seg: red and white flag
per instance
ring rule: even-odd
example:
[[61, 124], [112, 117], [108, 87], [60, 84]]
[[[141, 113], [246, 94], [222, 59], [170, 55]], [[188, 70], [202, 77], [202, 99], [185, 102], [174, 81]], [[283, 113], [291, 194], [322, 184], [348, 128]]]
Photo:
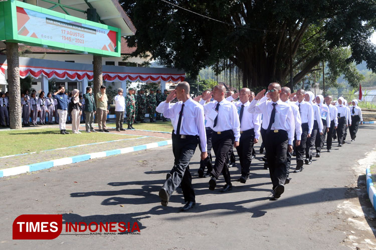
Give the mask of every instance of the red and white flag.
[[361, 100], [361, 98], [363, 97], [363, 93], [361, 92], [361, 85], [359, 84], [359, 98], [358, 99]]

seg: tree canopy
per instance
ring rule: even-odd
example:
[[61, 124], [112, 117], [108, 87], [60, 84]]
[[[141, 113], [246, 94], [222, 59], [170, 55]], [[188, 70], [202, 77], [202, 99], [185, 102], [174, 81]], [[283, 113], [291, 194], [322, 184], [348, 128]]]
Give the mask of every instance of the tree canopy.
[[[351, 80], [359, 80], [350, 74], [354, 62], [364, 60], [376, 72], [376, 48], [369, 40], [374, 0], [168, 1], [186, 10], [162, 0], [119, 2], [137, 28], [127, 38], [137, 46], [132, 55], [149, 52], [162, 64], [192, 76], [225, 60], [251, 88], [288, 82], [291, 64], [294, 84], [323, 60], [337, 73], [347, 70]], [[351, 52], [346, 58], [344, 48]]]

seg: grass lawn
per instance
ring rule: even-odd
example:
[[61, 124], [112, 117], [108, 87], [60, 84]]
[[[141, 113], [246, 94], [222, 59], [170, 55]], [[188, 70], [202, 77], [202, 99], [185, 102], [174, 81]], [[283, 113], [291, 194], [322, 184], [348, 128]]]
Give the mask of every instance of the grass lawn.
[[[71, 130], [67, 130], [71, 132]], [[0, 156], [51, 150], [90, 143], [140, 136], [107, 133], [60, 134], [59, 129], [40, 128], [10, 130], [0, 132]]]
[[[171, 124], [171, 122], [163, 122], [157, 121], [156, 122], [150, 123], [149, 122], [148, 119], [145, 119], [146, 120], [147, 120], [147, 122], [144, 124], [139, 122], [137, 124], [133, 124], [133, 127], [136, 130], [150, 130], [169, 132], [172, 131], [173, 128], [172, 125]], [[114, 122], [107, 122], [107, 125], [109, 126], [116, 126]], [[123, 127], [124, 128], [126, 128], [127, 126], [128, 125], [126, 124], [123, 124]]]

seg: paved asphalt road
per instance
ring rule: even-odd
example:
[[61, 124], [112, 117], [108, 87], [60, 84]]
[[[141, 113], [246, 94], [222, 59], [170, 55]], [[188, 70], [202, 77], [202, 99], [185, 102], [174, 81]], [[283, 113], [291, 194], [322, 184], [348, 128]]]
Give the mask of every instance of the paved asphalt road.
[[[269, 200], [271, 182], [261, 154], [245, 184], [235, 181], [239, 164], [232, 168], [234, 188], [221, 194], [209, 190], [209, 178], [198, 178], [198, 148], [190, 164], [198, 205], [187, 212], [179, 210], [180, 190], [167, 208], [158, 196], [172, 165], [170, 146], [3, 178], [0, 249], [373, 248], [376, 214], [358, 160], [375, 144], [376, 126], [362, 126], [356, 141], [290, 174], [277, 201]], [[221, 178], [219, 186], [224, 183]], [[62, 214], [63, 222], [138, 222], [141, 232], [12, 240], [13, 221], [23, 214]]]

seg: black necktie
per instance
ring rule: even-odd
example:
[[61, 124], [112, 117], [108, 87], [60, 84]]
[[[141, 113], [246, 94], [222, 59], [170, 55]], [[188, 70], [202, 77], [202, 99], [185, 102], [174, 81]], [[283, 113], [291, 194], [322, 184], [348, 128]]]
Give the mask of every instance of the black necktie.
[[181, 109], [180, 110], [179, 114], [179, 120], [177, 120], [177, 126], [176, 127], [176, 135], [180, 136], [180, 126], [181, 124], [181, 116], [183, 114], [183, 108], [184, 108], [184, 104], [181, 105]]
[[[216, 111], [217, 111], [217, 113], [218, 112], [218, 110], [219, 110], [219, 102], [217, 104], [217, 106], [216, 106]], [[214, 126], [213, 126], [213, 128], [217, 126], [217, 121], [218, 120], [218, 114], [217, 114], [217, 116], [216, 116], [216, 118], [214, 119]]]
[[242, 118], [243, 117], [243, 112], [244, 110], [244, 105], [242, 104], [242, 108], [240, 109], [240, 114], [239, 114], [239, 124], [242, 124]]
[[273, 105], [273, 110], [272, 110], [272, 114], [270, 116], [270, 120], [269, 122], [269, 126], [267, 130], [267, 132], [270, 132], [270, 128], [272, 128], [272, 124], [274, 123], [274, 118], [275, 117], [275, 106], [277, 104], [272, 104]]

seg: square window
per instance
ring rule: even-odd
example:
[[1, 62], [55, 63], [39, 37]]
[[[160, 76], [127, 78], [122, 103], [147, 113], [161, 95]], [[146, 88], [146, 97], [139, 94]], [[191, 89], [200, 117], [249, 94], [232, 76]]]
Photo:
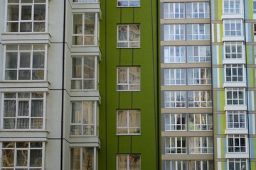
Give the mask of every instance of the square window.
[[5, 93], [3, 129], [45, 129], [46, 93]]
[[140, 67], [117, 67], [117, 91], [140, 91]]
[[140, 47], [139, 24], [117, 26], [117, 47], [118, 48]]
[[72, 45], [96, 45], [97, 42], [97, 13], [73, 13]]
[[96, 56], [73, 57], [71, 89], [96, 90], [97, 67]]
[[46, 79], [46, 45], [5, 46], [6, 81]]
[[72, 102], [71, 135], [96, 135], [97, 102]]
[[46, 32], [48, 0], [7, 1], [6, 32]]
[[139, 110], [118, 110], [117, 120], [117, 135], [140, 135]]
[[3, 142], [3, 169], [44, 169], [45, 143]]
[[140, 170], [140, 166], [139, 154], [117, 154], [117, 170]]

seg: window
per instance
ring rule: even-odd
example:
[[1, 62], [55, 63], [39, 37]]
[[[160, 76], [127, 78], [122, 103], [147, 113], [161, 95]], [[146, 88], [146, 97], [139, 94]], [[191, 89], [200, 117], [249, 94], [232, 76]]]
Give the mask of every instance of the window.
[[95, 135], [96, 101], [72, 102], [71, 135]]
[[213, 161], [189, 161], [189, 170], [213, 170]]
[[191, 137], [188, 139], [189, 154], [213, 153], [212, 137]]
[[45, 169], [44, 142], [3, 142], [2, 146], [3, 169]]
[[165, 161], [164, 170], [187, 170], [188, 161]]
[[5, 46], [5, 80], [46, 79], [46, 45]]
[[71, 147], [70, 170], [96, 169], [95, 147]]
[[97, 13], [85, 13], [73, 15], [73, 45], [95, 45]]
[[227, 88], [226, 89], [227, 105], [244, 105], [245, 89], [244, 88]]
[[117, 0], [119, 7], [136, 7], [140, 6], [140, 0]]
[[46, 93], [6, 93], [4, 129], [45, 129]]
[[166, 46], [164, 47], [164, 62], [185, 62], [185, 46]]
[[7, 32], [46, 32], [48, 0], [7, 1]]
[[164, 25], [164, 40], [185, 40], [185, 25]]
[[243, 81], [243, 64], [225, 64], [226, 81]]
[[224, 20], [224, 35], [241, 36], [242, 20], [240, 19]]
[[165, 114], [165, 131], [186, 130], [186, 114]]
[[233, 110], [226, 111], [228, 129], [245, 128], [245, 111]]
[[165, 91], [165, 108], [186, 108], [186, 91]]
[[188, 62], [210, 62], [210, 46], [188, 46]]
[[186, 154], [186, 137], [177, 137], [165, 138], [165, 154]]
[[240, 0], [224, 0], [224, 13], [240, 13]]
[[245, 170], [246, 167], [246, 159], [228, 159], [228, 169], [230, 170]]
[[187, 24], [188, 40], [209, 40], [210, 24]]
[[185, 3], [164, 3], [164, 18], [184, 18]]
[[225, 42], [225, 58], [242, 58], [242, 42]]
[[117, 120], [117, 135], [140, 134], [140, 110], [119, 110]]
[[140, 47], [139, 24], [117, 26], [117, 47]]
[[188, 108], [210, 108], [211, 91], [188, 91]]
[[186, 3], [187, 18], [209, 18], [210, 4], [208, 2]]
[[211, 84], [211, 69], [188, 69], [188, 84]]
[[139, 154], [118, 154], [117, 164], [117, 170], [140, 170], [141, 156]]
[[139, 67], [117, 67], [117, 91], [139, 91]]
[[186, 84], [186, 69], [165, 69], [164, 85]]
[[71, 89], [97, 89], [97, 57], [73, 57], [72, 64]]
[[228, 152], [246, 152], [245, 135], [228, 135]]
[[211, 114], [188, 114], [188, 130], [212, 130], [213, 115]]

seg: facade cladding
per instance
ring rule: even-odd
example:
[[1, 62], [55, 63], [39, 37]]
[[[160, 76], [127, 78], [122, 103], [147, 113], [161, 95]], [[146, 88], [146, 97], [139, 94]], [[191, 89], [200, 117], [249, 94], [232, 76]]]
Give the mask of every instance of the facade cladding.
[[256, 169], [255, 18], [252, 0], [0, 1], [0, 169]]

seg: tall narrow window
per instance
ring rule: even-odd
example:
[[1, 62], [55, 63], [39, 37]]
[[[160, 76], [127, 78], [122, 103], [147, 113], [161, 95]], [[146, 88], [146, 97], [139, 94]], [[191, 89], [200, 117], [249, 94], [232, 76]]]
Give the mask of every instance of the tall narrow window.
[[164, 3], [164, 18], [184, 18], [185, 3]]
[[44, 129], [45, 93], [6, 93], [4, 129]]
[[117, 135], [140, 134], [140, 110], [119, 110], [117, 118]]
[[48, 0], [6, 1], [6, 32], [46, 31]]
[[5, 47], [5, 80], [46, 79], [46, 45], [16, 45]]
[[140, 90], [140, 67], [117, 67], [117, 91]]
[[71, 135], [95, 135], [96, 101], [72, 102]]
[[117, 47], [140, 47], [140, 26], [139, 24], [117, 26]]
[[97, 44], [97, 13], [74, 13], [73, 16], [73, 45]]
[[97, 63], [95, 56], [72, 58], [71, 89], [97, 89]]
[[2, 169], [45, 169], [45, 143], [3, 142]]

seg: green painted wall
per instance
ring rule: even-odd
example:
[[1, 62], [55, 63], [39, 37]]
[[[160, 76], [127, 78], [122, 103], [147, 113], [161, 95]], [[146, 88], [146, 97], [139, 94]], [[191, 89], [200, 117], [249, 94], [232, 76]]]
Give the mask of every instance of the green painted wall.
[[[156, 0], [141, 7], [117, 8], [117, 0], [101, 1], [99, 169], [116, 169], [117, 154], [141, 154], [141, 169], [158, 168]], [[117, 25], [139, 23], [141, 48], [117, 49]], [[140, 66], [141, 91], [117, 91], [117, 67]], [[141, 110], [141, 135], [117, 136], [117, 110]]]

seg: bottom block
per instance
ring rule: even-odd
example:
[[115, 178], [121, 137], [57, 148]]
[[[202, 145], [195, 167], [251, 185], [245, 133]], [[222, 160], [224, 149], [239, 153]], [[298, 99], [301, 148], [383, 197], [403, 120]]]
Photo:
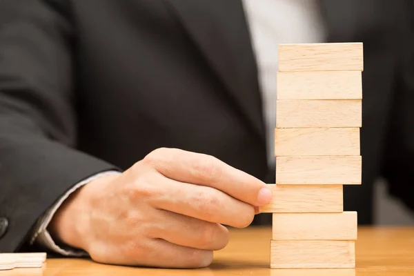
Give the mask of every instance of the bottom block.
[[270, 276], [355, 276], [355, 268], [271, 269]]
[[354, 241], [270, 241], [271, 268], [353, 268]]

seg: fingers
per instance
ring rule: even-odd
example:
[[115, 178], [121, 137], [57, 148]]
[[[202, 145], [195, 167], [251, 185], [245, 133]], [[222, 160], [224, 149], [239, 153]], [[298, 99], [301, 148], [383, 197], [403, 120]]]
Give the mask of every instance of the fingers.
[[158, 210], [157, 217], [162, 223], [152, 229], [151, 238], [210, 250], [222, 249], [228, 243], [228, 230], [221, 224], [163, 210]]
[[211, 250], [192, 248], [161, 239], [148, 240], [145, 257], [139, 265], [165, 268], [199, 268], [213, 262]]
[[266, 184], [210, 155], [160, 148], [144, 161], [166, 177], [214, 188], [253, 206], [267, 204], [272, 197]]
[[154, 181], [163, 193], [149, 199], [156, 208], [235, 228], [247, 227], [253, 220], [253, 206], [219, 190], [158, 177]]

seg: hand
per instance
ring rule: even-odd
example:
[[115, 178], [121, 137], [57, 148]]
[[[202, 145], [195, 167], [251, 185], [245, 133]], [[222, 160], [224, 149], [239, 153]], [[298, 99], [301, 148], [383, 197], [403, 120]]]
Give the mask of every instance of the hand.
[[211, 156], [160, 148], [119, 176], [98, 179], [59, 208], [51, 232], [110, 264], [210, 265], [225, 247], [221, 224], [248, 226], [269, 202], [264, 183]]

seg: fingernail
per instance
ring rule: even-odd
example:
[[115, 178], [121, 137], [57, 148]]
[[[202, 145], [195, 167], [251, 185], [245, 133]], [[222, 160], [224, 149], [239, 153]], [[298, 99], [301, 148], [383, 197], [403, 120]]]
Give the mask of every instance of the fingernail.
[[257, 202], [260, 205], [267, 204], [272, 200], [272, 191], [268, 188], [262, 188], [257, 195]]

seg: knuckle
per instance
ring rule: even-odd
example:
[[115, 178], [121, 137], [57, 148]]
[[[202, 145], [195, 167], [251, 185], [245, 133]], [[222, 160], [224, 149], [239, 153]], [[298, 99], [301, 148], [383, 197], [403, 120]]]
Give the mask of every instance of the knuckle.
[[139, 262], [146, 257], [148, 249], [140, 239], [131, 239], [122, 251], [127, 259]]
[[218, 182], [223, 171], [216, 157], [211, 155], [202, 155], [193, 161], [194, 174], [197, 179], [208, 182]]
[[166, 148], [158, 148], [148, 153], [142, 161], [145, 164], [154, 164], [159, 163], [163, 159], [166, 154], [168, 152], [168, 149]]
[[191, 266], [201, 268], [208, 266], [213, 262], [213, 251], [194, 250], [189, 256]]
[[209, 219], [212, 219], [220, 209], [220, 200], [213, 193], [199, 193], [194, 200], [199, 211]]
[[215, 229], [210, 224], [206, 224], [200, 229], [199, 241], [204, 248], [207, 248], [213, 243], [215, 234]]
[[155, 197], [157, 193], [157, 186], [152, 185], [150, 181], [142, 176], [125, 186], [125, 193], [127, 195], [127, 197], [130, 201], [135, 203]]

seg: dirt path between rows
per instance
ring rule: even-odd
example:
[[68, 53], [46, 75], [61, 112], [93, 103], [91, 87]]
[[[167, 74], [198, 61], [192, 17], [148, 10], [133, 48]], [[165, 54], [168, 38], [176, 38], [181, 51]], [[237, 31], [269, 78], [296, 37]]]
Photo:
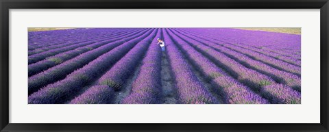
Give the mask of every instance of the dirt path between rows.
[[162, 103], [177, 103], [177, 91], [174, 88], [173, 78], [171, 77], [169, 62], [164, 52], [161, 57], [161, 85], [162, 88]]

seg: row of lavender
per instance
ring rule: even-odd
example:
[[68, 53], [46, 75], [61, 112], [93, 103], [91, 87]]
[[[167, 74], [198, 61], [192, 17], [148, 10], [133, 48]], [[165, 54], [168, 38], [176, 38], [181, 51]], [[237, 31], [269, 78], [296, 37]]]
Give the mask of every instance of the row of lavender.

§ §

• GIVEN INSTRUCTION:
Rewrite everything from the line containing "seg: window" down to the line containing "[[95, 135], [96, 101], [72, 102], [71, 135]]", with "window" replaced by "skylight" and nothing else changed.

• THE SOLUTION:
seg: skylight
per instance
ring rule: even-odd
example:
[[1, 62], [55, 63], [39, 37]]
[[[160, 76], [127, 78], [122, 103], [147, 113], [161, 95]], [[146, 88], [146, 97], [139, 94]], [[191, 89], [200, 117], [249, 94], [232, 76]]]
Give the mask of every instance of the skylight.
[[95, 135], [96, 101], [72, 102], [71, 135]]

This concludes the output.